_SELECTED EXTRACT_:
┌──

# mossberg 835 shotgun 3 1/2 ejection problems



## killa86 (Mar 23, 2010)

my mossberg 835 wont eject a 3 1/2 inch shell have taken it to a gunsmith and it appears the extractor fingers are in good shape I would appreciate any ideas. thanks in advance


----------



## Twenty five ought six (Mar 23, 2010)

When you say that if won't eject, exactly what are you talking about.


It takes a pretty good yank on the forearm to eject a spent 3 1/2 inch shell.

A lot of times the shooter is still suffering from shell shock, and doesn't sharply shuck the gun.


----------



## Mr Mike (Mar 23, 2010)

I can second that, I got a 535, OUCH,,Real good shooter! I also have 935 SWEET Shooter. Never had any problems. First time with 535 I did'nt slam the forearm back. alittle dazed. Now it is no problem. I ysd  3 1/2 in #4 Buckshot for yotes..I LOVE THIS COMBO !! Good Luck, sorry but that is the only thing I can think of, not stroking the forearm with authority!!!


----------



## Jeff Raines (Mar 23, 2010)

My problem with the 835 was ejecting the shell without even realizing it.After getting stomped by the 3.5 inchers for 10 years I dropped down the 3.


----------



## killa86 (Mar 24, 2010)

thats not the problem for the 1st couple of years it was no problem now it just wont eject a spent shell i wonder if its something with the spring


----------



## JWF III (Mar 24, 2010)

Federal ammo?

I had a similar problem, years ago, with my 835. But I eventually noticed it only happened with the Federal ammo. Come to find out, the Federal shells were (ever so slightly) longer. That's what was causing the problems. 

I don't know if Federal ever addressed the problem. But I fixed my problem by never buying Federal 3 1/2" again.

Wyman


----------



## Gunplumber Mike (Mar 24, 2010)

You said you checked the extractors and they were okay.  How about the ejector itself?


----------



## killa86 (Mar 24, 2010)

JWF III said:


> Federal ammo?
> 
> I had a similar problem, years ago, with my 835. But I eventually noticed it only happened with the Federal ammo. Come to find out, the Federal shells were (ever so slightly) longer. That's what was causing the problems.
> 
> ...



the problem is not really with ejection i guess would be the extraction from the barrell itself 3" come out fine just wondering if the 3 1/2 loads are so hot theyre just swelling up.i been having to push them out with a rod


----------



## Gunplumber Mike (Mar 24, 2010)

Have you tried to polish your chamber?  If not take a brush on a section of cleaning rod, wrap some steel wool around it and chuck it up in a drill.  If you have some JB or other cleaning compound around dab it on the steel wool before you start.  People have a tendancy to ignore their chamber, especially on camo-dipped guns.  This is a problem more for this generation more than mine.  The old-timey shells were made of paper and wax coated so the shells themselves kept the chamber from rusting.  Plastic hulls are rougher on a chamber than the old shells.

└──

[Point annotation records]
┌──

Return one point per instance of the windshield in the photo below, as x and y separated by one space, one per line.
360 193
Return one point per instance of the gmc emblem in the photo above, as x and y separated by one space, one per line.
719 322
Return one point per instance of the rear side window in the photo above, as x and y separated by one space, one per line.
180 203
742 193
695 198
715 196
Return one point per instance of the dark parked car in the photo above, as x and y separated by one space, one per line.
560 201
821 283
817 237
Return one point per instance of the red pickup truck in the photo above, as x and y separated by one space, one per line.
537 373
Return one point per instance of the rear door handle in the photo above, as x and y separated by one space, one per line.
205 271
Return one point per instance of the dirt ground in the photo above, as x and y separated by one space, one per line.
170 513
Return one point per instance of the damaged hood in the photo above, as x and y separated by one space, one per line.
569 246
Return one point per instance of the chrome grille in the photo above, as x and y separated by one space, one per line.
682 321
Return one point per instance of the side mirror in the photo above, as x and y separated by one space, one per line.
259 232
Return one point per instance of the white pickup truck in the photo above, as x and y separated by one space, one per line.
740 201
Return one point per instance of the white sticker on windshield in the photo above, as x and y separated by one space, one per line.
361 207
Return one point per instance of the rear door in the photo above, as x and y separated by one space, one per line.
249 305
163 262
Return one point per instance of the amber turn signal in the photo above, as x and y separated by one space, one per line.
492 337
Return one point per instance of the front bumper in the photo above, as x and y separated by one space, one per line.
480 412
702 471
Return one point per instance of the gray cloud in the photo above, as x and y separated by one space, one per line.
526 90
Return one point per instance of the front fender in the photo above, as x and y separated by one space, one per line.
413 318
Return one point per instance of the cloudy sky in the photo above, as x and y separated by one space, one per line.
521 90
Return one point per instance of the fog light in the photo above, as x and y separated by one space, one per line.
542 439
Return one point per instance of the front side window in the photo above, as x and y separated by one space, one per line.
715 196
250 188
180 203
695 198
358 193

└──

_CHALLENGE_:
Write out the part of the shotgun ejection thread above, beginning at the words "## killa86 (Mar 23, 2010)" and stopping after "six (Mar 23, 2010)".

_TASK ANSWER_:
## killa86 (Mar 23, 2010)

my mossberg 835 wont eject a 3 1/2 inch shell have taken it to a gunsmith and it appears the extractor fingers are in good shape I would appreciate any ideas. thanks in advance


----------



## Twenty five ought six (Mar 23, 2010)